_INSTRUCTIONS FOR THE TASK:_
Find the line containing "Mark the innermost point of each instance of the shirt". Retype it and every line after it through the end of the entries, exactly as written, with nothing added.
-- SUPPLIED DATA start --
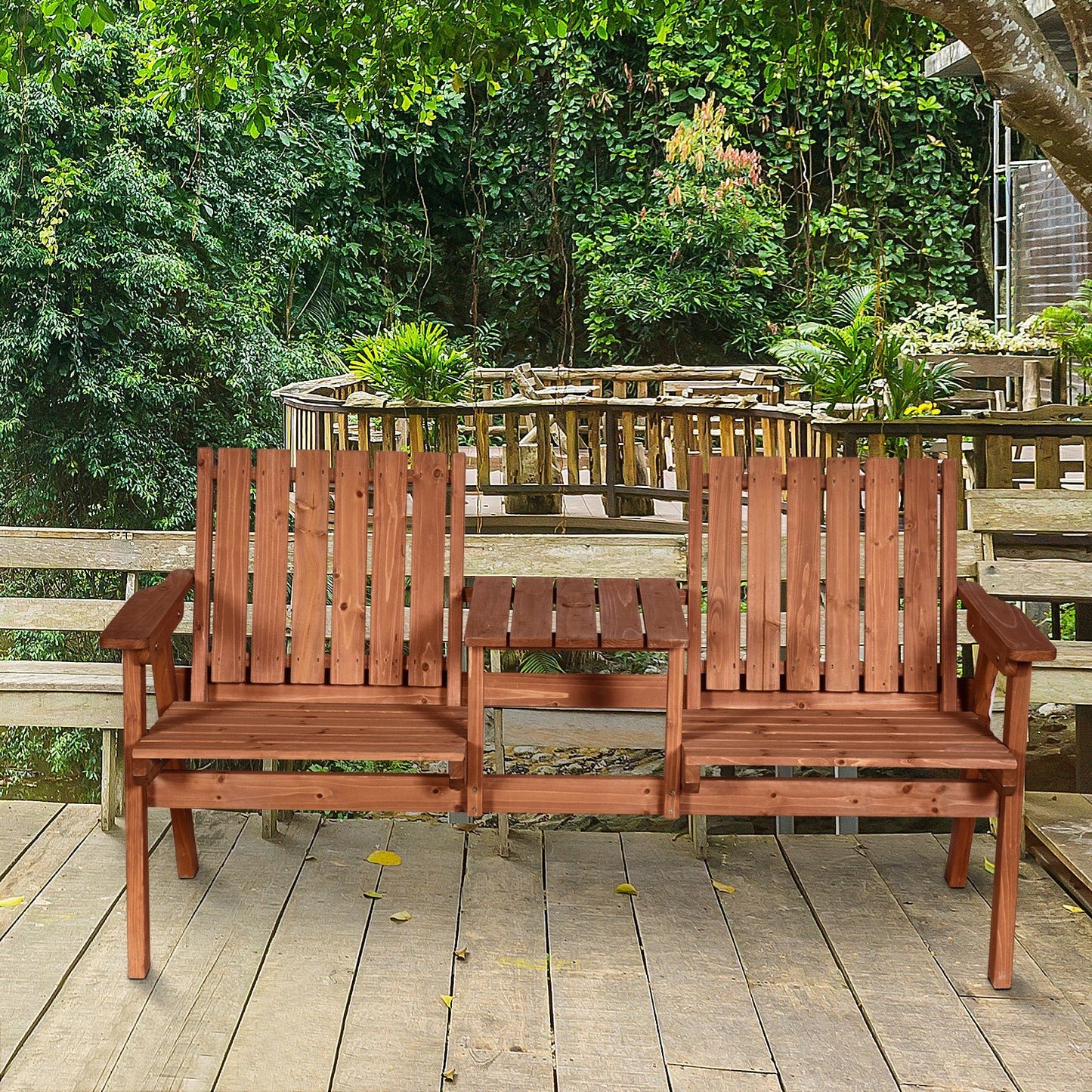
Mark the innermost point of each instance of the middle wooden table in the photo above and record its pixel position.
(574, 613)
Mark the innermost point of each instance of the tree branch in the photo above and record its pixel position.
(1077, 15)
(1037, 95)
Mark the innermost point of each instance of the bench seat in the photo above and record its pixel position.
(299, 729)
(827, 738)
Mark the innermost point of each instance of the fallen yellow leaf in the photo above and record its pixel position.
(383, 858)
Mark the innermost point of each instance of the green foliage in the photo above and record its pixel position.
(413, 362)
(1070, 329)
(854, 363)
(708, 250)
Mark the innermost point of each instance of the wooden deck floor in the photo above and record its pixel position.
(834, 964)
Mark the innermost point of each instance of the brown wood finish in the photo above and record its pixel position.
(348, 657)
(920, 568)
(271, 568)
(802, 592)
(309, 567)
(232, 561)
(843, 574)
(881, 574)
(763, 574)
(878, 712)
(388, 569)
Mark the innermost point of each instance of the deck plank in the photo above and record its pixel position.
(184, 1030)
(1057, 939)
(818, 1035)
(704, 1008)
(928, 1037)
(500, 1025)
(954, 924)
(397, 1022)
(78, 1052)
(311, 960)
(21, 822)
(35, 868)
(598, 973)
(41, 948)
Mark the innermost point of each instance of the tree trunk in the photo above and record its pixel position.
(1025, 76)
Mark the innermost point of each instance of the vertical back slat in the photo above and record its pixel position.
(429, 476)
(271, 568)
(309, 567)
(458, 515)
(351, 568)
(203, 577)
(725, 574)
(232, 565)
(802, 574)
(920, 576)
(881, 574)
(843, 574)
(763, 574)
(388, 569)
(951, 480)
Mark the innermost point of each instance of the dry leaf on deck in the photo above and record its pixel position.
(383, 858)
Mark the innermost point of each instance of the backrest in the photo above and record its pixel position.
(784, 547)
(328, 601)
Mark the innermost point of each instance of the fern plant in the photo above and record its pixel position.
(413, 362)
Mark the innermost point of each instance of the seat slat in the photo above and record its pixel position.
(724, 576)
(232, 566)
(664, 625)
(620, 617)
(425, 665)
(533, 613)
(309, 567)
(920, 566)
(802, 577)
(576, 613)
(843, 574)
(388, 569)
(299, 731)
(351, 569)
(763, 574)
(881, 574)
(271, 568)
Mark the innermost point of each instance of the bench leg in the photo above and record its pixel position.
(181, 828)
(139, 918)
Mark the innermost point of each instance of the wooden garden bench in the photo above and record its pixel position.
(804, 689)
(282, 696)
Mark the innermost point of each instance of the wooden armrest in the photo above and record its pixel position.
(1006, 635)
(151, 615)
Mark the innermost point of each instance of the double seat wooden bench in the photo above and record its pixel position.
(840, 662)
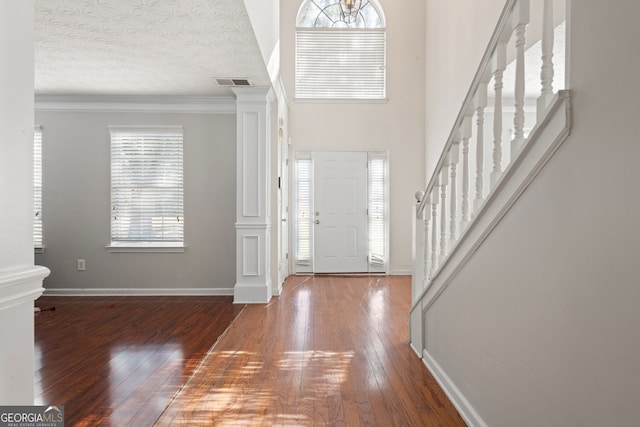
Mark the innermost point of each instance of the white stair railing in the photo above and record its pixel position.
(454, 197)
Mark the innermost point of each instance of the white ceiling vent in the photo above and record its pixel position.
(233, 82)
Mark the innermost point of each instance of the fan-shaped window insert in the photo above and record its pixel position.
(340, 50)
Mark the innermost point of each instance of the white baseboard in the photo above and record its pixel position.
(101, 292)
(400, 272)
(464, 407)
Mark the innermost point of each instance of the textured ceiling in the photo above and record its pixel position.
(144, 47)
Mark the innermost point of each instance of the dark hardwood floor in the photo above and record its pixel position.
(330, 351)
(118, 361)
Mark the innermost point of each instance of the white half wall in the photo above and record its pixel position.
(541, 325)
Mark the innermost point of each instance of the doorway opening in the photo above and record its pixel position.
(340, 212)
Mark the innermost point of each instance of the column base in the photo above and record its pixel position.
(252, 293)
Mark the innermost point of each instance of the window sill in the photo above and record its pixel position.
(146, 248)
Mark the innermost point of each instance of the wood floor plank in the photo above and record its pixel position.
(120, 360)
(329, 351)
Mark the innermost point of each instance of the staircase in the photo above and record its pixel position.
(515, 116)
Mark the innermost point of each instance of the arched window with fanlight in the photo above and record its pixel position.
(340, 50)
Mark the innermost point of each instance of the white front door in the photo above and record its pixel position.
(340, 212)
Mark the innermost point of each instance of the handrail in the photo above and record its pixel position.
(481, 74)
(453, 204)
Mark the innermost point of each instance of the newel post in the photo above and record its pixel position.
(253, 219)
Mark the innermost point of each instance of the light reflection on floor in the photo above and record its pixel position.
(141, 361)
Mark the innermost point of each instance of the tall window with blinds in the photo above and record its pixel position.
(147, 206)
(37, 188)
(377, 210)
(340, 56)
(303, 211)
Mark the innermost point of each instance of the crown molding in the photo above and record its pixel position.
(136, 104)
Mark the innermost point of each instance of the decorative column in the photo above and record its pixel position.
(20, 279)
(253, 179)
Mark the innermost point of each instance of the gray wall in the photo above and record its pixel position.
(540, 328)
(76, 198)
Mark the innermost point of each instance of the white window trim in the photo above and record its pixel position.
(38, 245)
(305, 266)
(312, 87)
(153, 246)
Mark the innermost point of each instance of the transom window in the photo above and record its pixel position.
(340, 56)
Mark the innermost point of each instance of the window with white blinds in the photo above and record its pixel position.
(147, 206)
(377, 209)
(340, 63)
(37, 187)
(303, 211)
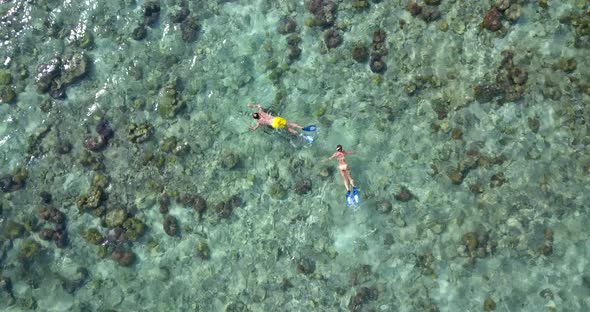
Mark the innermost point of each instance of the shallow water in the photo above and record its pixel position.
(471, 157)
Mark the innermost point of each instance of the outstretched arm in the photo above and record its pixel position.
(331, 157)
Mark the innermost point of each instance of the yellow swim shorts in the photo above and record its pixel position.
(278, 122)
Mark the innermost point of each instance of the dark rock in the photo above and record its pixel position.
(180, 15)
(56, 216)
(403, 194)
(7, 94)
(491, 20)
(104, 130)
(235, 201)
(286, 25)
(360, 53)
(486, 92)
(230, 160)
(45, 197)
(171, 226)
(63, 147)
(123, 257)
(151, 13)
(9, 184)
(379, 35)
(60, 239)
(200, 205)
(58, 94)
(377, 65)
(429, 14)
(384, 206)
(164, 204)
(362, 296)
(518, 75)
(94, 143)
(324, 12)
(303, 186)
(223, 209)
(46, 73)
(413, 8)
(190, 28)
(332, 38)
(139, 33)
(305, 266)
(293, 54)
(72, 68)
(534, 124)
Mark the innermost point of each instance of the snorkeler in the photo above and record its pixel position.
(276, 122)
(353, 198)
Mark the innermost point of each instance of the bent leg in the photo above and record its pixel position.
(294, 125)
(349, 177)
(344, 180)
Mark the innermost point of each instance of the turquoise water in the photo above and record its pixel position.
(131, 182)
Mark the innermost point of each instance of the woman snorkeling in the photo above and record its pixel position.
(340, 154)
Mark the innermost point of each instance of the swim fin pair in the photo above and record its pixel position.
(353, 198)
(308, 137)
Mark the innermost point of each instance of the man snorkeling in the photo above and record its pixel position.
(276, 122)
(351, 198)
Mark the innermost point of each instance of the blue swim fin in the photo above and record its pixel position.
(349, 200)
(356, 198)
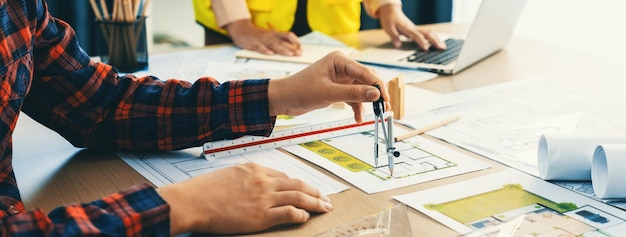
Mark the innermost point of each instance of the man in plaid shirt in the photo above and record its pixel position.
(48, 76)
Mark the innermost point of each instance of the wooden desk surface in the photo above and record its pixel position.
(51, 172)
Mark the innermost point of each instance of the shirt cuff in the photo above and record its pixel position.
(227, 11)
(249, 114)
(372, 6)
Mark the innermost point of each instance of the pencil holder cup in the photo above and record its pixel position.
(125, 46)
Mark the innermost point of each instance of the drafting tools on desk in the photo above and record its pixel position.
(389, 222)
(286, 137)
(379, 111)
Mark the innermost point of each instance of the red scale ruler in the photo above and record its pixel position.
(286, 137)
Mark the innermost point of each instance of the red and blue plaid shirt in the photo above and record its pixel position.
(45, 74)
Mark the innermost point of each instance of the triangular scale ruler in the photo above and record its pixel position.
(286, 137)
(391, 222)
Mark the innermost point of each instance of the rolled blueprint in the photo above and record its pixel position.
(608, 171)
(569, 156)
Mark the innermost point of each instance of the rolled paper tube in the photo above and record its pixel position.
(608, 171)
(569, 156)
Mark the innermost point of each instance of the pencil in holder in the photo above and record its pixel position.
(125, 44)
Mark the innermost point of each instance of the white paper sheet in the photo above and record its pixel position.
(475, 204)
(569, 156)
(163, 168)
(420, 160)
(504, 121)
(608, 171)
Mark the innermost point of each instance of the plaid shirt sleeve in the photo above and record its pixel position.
-- SUPPLIED DATA end --
_SOLUTION TO THIS EXERCISE:_
Mark the innermost point of each instance of the shirt cuff in the photo above and record its pixel position.
(227, 11)
(249, 114)
(372, 6)
Mark the innermost point of each instance of the pencil holder cup in the photo above and record its pixel position.
(125, 46)
Mark the innermost point of each instance of the drafting tools on desk in the photo above and record its pixel position.
(389, 222)
(286, 137)
(379, 111)
Mark the innermost point of each instance of the red scale ruler in the photo above and record its pixel position.
(286, 137)
Mark the innermost point of each instance of the red and blue plaid shirt in the photo above and record its pixel position.
(45, 74)
Mark the innermost point of each instance of the triangular scale ruler in the photo above and record its pixel position.
(286, 137)
(391, 222)
Mark the innermost point of each instance of the rolled blueprint in the photo above and record its pixel position.
(608, 171)
(569, 156)
Mark the innermost point of each instance of the rolled paper tube in the photo above and record its pixel position.
(608, 171)
(569, 156)
Mark the innermost point of each instance of the pencil in holder in the photo above and record its pixel position.
(125, 44)
Mark the innermost point of each instance of the white paper sheet in the photo above and record its pixel position.
(475, 204)
(569, 156)
(163, 168)
(420, 160)
(504, 121)
(608, 171)
Mark the innermost point of each instance of the plaid shirt sleeve in the photo above and record its pixel position.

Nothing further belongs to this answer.